Passage given:
So it appears that sometimes the Chinese can be outmanouvered. It does look like a window of opportunity for us is opening up at just the right time:

Analysis: Copper market expects squeeze, big holding appears

Reuters) - Traders are bracing for a replay of the April squeeze that made copper expensive to obtain quickly, saying major trader Glencore controls almost half the inventories of the commodity held in London Metal Exchange-registered warehouses worldwide.

A potential rebound of demand in China, the world's top copper consumer, combined with strongly-held LME stocks, could constrict the market in coming months in an even more severe version of what happened this spring.

A squeeze gripped the market in April, as one entity took control of up to 90 percent of cash contracts and inventories on the LME, facing off against Chinese market participants who were caught with short positions.

Glencore (GLEN.L), which traders also named as holding the huge position in April, declined to comment.

The tightness faded in May and the dominant position evaporated as Chinese copper producers shifted metal into LME Asian warehouses and copper prices were swept lower along with other risk assets on renewed fears about the euro zone.

Demand in China was disappointing in the second quarter, usually a peak period for buying, as an economic slowdown hit, but analysts expect a moderate revival in the second half.

"It's not a market that's particularly well supplied with metal at a time when demand globally has been pretty weak in the last six months," said analyst Wiktor Bielski at VTB Capital Markets in London.

"If you ignore the short-term noise, any sort of recovery in the second half would suggest that you should get a decent second half rally in copper."

LARGE POSITION REAPPEARS

A combination of lacklustre demand and the European debt crisis has weighed on benchmark three-month copper futures prices, but nearby spreads are telling a different story.

While three-month copper shed 9 percent in the second quarter, over the past week the nearby market has moved into backwardation, in which cash prices are higher than three month futures, indicating tightness.

On Monday, the premium of cash copper over the three month price was $8 a tonne, compared to a peak of $155 per tonne in April at the height of the squeeze, the highest in 3-1/2 years.

The backwardation has coincided with the reappearance of a large position in copper after having disappeared for many weeks.

LME data showed that 40-50 percent of inventory warrants are controlled by one party. Warrants are ownership documents for LME stocks.

The LME begins reporting positions when one party moves above 30 percent and when the combined inventory and cash position rises above 50 percent, it is regarded as dominant.

At that point, the exchange applies a mechanism to avoid disorderly markets and limit the exposure of short position holders.

Under these LME "lending guidance" rules a dominant position holder must supply metal at little or no premium to parties with expiring positions.

The LME does not identify holders of large positions, but traders said Glencore had built up the position in copper.

Large holdings of LME stocks and futures can occur unintentionally and are not unusual for big companies with many divisions and with clients that participate in metals markets.

Dataset excerpts:
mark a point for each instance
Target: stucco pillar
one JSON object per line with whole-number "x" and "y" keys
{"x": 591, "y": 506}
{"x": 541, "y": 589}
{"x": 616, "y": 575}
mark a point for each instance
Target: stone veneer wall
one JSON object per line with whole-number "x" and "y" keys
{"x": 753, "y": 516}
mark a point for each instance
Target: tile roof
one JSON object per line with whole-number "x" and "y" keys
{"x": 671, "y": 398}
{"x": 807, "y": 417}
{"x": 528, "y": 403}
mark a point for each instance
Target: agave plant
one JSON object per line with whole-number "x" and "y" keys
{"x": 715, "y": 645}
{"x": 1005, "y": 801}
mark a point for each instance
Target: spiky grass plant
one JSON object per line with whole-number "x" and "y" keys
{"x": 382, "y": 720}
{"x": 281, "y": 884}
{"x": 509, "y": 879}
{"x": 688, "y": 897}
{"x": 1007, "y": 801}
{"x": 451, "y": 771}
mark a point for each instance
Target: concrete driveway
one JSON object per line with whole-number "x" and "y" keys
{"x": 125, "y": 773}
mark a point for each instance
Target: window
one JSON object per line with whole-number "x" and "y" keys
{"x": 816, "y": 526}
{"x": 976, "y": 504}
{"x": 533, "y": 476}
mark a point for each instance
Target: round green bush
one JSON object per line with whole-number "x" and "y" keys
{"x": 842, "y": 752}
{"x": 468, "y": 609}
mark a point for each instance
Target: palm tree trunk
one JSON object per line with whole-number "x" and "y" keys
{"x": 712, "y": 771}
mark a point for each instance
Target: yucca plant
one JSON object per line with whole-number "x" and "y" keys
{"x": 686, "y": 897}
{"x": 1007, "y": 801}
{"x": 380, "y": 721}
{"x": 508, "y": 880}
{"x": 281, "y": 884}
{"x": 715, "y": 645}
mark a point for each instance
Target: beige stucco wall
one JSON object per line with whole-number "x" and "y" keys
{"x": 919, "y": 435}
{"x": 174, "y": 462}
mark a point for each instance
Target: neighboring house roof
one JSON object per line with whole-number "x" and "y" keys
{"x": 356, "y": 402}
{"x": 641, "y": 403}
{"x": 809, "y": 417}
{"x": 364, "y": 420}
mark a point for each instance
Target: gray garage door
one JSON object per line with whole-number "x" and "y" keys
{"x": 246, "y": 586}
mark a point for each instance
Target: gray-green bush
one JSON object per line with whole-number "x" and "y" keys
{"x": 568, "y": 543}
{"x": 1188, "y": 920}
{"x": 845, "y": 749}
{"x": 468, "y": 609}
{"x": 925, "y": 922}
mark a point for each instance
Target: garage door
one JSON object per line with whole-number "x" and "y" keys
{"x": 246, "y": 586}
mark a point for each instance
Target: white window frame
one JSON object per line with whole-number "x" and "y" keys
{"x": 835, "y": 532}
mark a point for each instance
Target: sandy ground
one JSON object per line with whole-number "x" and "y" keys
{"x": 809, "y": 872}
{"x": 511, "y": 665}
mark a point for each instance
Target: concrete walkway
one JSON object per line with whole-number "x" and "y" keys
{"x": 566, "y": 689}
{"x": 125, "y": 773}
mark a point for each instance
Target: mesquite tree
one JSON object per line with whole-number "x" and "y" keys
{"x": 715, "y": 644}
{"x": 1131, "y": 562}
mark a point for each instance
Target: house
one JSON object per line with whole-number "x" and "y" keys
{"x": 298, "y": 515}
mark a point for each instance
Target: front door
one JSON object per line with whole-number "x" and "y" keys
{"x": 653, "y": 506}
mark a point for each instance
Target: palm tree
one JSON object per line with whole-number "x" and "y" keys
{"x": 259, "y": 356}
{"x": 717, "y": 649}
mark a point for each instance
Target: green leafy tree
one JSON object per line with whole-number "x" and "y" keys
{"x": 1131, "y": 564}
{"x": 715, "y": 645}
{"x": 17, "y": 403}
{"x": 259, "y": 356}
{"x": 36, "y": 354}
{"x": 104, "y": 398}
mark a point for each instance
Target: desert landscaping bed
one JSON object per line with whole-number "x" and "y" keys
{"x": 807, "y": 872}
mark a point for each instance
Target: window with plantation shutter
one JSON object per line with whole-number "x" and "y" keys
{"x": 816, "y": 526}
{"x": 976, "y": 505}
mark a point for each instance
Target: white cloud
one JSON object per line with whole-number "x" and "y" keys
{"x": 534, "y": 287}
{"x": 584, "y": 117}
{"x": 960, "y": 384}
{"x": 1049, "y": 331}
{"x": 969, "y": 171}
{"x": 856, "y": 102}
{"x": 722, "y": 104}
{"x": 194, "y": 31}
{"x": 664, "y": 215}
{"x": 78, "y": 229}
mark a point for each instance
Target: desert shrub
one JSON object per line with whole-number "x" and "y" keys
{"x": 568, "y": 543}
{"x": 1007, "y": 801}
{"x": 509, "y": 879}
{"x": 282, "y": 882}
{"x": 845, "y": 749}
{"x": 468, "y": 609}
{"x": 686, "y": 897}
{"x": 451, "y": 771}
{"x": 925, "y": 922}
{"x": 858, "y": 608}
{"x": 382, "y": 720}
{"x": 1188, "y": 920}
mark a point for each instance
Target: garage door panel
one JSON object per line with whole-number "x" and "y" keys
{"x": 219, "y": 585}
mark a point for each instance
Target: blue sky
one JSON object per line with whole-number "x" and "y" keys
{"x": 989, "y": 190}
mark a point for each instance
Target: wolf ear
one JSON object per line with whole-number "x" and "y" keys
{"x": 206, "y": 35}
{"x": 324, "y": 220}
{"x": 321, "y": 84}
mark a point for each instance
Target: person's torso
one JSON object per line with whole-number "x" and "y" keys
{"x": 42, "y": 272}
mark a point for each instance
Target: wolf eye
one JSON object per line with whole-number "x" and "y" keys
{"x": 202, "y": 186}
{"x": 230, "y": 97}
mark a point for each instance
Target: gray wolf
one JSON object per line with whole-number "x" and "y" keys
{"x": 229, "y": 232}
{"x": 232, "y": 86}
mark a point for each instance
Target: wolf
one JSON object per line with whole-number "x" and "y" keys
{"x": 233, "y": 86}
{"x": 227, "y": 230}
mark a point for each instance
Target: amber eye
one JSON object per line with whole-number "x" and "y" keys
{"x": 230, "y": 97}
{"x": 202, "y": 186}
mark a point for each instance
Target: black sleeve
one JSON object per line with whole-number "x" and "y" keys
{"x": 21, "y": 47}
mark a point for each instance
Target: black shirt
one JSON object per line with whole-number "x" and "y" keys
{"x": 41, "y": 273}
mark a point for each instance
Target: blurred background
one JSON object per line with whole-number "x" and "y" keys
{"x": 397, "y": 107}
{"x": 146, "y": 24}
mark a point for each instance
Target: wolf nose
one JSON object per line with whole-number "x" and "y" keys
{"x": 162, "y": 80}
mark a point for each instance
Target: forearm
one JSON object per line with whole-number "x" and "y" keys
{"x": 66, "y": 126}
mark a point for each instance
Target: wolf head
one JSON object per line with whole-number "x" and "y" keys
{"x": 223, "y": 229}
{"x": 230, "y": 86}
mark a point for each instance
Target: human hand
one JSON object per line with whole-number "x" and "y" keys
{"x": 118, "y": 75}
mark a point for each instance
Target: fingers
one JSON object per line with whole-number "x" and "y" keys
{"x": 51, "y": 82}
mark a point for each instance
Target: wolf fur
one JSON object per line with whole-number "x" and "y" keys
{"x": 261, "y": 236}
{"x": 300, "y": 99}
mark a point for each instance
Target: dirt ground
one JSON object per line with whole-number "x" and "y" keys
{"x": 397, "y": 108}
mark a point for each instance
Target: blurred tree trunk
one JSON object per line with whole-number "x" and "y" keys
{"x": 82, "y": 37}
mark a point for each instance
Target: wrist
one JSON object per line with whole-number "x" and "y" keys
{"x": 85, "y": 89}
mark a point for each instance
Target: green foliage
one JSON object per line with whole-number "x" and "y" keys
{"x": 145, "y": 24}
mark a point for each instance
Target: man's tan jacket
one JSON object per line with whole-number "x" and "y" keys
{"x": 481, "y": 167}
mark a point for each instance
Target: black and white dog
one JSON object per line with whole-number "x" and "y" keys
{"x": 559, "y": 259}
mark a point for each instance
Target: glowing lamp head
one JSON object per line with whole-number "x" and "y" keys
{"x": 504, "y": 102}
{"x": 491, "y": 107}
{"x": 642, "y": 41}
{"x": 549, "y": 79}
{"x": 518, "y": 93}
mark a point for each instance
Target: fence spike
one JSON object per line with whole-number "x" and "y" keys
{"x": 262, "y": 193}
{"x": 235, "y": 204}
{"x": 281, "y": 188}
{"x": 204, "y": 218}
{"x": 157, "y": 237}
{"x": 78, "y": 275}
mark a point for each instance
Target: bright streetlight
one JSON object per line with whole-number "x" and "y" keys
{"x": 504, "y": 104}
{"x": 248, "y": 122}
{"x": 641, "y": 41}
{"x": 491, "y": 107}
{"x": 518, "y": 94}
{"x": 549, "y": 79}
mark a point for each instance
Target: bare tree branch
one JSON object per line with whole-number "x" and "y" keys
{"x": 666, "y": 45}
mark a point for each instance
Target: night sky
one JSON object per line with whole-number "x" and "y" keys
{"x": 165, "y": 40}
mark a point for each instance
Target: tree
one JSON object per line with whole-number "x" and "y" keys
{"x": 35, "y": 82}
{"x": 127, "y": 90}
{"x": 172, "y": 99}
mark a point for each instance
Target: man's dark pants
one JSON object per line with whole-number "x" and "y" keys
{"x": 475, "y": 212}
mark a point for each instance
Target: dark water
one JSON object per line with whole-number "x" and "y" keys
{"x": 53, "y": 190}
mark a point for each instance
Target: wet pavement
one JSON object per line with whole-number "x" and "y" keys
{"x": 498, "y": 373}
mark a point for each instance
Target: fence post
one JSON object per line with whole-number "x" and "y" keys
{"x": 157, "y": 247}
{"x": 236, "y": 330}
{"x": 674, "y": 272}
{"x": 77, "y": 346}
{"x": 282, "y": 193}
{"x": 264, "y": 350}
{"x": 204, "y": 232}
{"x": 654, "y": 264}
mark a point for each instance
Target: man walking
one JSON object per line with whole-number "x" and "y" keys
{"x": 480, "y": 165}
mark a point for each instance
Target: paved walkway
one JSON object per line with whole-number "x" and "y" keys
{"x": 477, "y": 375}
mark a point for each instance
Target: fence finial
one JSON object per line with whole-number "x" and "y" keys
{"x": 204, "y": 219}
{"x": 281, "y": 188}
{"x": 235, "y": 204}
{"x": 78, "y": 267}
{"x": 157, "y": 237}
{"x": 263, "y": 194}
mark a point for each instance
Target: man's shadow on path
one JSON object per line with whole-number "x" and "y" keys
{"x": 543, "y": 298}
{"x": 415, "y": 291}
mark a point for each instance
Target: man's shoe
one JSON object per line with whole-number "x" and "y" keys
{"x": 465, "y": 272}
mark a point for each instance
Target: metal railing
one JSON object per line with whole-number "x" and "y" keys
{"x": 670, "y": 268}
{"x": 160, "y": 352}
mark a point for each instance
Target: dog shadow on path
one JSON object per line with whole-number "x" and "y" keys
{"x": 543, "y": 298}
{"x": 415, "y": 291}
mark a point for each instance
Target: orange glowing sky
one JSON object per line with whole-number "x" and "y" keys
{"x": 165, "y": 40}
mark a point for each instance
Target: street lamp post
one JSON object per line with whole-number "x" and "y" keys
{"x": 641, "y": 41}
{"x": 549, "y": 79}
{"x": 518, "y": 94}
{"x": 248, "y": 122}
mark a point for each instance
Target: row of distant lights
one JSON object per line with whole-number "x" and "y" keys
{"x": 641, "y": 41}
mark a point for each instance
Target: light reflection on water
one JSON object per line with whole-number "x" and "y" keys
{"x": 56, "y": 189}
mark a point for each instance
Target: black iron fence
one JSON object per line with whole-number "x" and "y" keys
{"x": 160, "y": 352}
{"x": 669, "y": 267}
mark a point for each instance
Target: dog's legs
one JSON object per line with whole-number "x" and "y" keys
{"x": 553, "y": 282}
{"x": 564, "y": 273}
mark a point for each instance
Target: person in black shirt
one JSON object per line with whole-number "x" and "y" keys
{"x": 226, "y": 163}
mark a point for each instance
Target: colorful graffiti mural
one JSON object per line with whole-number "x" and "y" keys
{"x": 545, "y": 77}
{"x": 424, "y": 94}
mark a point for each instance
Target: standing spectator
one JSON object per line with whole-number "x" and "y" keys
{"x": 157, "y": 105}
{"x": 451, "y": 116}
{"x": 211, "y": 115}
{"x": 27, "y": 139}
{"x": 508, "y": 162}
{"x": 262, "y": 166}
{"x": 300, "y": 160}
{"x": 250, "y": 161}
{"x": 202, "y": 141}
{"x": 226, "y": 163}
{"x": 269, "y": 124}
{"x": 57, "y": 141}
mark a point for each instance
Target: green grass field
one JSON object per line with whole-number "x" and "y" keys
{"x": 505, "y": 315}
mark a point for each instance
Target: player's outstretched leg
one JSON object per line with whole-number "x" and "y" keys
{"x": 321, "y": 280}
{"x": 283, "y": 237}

Parts of the exercise:
1/ Answer these questions about the copper market report:
(a) During the April squeeze, up to what share of cash contracts and inventories on the LME did one entity control?
(b) By how much did three-month copper fall in the second quarter?
(c) Above what share held by one party does the LME begin reporting positions?
2/ In the copper market report, take everything from "On Monday, the" down to "regarded as dominant." and write it out again, switching "premium" to "spread".
3/ Resume the copper market report from the point where it stops.
The material above is separate from the copper market report.

Task responses:
1/
(a) Up to 90 percent.
(b) It fell 9 percent.
(c) Above 30 percent.

2/
On Monday, the spread of cash copper over the three month price was $8 a tonne, compared to a peak of $155 per tonne in April at the height of the squeeze, the highest in 3-1/2 years.

The backwardation has coincided with the reappearance of a large position in copper after having disappeared for many weeks.

LME data showed that 40-50 percent of inventory warrants are controlled by one party. Warrants are ownership documents for LME stocks.

The LME begins reporting positions when one party moves above 30 percent and when the combined inventory and cash position rises above 50 percent, it is regarded as dominant.

3/
"Glencore may be positioning themselves in a period like this now where there's fairly weak demand outside of China and so picking up warrants in the U.S. and Europe is probably not all that difficult," said a market source who declined to be named.

"So I don't think we've seen the end of squeezes by any stretch of the imagination."

A trader said the tight situation was mainly due to players holding onto supplies rather than underlying global supply fundamentals.

"We're seeing once again some players who have bought material and are holding positions and not lending. We saw the same situation a few months ago," the trader said.

"They could be doing this in anticipation of a deficit and a rebound in prices but I do not see that in the short-term."

MARKET IN DEFICIT

While Chinese physical copper demand may remain lacklustre over the next few months, it may pick up later in the second half as government stimulus measures feed through, analysts and market sources say.

"In an environment of a gradual slowdown in Chinese economic growth, our base case is that the second half could be stronger than the first half. It's not going to be super-strong, but better," said Michael Widmer, metals analyst at Bank of America/Merrill Lynch in London.

"Buyers in the U.S. and Europe have by and large held back buying due to all the uncertainties... so there's a bit of pent-up demand, but that has to be released as well."

Globally, the copper market is already in deficit as mines struggle with operational and labour problems. The refined copper market sunk to a deficit of 273,000 tonnes in the first quarter, the International Copper Study Group said.

Other fundamental factors could support a tightened situation, including LME copper inventories, which have slid by nearly a third so far this year.

Stocks on the Shanghai exchange have tumbled by nearly 40 percent since mid-April, although bonded copper stocks in Shanghai are still relatively high, even after dipping to 550,000-600,000 tonnes versus 580,000-600,000 tonnes two weeks earlier, traders said.

Another potential driver of prices is a big short position speculators have built up in U.S. futures, the largest net short holding since March 2009.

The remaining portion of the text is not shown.